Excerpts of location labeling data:
========================================================================
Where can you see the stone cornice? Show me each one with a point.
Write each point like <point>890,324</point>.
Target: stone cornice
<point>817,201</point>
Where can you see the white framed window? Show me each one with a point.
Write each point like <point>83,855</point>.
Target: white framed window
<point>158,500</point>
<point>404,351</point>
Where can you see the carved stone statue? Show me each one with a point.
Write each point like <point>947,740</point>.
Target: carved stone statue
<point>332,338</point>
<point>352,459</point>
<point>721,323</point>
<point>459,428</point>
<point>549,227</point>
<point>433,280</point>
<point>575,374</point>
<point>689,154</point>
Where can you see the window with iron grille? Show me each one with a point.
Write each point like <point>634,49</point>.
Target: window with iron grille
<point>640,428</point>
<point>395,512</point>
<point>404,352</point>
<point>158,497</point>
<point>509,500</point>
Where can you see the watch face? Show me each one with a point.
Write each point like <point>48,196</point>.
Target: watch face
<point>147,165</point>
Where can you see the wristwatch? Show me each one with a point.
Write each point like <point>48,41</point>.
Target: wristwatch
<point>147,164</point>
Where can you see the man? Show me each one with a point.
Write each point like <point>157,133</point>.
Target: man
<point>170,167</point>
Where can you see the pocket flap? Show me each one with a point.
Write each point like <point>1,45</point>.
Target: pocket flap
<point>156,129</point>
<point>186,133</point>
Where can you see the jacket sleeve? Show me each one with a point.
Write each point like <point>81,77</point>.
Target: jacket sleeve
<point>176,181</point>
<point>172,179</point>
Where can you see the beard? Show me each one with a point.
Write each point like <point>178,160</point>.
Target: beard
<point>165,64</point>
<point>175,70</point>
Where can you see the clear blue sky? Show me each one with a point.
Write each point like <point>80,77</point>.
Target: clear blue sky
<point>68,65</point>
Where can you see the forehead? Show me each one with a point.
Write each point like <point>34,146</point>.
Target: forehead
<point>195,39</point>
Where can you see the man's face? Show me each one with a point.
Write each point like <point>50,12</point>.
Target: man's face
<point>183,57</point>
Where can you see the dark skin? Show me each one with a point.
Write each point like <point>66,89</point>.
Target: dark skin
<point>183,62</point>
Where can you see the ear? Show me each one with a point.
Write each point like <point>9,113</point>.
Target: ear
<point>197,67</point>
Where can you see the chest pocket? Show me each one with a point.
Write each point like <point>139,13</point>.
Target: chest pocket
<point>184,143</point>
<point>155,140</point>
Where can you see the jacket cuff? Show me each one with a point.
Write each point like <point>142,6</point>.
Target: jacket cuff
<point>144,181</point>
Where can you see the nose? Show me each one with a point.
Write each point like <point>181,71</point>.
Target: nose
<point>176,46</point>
========================================================================
▶ **Task objective**
Print the rows word for word, from the line containing "Where can you see the jacket cuff?" through the end of the rows.

▶ **Final result**
Where can you see the jacket cuff? Show me each one with a point.
Write each point like <point>142,6</point>.
Target: jacket cuff
<point>144,181</point>
Where can you see the nose? Show me each one with a point.
Write each point like <point>181,71</point>.
Target: nose
<point>176,46</point>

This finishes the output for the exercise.